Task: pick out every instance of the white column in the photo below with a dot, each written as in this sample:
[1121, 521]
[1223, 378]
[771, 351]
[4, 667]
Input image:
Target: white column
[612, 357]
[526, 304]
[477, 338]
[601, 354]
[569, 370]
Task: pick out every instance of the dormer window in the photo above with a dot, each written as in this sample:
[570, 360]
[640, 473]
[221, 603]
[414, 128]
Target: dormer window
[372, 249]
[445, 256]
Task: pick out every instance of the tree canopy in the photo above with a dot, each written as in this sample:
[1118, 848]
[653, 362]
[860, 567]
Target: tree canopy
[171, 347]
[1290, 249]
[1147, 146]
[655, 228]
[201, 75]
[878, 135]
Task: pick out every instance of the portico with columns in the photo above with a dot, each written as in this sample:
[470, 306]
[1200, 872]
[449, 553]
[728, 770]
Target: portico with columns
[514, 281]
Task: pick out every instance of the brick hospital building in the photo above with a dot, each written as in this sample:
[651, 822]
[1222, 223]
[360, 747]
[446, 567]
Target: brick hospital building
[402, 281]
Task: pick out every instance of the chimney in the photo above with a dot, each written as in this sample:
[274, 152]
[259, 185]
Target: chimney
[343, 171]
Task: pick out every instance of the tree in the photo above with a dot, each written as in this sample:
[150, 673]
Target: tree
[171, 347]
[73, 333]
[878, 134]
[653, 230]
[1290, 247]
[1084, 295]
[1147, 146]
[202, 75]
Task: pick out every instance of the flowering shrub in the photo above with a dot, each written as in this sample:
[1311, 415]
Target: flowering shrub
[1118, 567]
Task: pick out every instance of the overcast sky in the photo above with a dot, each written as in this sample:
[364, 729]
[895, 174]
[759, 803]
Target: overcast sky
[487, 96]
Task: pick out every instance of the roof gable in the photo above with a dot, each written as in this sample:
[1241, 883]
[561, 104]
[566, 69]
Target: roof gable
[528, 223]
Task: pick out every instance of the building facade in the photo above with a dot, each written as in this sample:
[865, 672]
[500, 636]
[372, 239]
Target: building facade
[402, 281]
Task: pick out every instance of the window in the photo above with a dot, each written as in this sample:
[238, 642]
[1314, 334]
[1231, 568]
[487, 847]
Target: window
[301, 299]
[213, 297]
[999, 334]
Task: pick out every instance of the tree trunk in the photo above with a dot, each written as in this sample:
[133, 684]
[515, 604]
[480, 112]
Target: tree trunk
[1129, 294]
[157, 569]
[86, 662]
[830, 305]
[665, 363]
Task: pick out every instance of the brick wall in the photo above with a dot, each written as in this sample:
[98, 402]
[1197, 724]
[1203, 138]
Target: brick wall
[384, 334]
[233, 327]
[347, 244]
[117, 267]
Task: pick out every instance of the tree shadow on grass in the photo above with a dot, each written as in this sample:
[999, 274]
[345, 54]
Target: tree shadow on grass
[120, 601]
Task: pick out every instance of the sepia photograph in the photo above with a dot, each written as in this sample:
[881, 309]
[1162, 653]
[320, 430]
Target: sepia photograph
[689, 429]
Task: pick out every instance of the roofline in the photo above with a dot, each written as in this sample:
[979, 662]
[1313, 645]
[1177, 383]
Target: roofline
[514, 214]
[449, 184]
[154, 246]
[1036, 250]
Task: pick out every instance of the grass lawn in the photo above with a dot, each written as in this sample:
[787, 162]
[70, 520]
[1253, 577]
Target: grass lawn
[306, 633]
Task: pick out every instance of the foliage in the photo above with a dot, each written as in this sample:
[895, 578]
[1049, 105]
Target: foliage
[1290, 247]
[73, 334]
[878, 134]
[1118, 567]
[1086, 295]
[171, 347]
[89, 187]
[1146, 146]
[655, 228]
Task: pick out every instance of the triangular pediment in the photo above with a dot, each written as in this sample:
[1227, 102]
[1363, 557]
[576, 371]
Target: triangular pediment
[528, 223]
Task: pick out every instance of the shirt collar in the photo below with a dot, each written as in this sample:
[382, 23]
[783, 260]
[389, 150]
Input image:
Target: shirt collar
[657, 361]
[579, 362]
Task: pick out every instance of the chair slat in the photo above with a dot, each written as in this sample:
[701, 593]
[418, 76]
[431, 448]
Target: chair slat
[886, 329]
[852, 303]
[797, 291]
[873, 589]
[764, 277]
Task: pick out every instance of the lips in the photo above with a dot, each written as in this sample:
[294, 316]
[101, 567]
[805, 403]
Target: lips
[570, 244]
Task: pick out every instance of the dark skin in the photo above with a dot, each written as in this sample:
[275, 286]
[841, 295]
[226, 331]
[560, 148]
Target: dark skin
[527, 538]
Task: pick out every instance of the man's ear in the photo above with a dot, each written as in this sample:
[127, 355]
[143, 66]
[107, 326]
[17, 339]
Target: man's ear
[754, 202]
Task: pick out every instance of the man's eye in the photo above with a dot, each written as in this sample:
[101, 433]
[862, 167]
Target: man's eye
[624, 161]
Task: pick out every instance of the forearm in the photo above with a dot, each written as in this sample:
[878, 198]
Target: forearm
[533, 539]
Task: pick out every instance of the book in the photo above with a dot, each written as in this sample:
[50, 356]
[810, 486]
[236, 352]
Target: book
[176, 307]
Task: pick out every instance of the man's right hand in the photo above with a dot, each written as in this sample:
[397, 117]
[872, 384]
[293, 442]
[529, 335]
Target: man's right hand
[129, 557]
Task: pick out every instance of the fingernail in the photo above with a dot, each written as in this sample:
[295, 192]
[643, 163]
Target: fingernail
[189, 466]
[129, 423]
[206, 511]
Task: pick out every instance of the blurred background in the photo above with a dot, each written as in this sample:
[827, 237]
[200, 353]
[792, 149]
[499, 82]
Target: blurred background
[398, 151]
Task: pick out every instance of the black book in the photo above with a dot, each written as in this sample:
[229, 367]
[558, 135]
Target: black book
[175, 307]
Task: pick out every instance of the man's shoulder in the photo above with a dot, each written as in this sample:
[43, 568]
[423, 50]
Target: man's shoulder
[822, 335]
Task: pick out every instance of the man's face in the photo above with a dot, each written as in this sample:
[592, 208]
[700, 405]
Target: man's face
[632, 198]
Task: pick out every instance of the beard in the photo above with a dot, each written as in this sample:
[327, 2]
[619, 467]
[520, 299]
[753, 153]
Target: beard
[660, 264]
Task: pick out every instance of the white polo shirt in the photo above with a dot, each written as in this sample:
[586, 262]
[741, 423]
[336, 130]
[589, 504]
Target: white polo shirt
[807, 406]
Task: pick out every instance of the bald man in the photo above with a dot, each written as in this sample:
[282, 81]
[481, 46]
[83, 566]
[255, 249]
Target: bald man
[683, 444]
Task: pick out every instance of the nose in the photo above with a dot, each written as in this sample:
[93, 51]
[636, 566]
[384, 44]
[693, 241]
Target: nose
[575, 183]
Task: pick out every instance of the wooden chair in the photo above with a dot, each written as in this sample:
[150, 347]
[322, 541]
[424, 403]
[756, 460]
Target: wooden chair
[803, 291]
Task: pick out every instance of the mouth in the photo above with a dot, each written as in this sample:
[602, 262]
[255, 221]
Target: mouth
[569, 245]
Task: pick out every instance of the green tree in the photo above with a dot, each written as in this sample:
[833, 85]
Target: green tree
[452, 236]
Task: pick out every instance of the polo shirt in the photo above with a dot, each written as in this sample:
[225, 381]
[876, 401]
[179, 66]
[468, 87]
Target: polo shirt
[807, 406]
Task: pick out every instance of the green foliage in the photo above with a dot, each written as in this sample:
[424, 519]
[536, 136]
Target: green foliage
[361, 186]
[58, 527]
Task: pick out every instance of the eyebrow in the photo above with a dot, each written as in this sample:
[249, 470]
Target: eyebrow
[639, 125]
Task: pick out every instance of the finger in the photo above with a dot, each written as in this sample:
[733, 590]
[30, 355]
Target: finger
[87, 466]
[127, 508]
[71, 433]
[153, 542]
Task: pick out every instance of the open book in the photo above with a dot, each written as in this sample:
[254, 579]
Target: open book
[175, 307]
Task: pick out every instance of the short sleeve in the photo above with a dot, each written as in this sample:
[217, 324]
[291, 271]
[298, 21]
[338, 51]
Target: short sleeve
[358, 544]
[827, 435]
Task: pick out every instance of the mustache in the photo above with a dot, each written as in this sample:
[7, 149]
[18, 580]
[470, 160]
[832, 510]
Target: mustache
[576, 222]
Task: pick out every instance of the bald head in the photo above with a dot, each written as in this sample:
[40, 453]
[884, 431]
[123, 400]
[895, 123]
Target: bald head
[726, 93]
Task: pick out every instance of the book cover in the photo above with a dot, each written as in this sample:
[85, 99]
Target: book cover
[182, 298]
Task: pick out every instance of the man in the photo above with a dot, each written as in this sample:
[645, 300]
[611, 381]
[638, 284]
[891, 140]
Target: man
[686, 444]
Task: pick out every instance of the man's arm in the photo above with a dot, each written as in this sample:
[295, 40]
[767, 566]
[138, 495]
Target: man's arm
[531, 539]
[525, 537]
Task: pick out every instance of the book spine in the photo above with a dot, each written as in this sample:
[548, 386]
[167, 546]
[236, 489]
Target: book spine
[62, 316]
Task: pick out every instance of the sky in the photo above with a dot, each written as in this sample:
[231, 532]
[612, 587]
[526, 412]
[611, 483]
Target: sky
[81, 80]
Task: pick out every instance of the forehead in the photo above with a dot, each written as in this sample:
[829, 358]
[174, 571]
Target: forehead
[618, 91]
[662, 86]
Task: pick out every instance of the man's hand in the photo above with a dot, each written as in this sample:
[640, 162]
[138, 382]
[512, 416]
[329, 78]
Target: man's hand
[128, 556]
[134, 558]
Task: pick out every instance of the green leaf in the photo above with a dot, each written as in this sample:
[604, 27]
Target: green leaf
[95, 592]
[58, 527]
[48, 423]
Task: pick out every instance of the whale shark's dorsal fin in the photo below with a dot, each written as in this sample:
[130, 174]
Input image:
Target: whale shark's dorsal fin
━━━
→ **EXERCISE DESCRIPTION**
For the string "below", work out how many lines of the data contain it; answer with the number alone.

→ **ANSWER FOR THIS EXERCISE**
3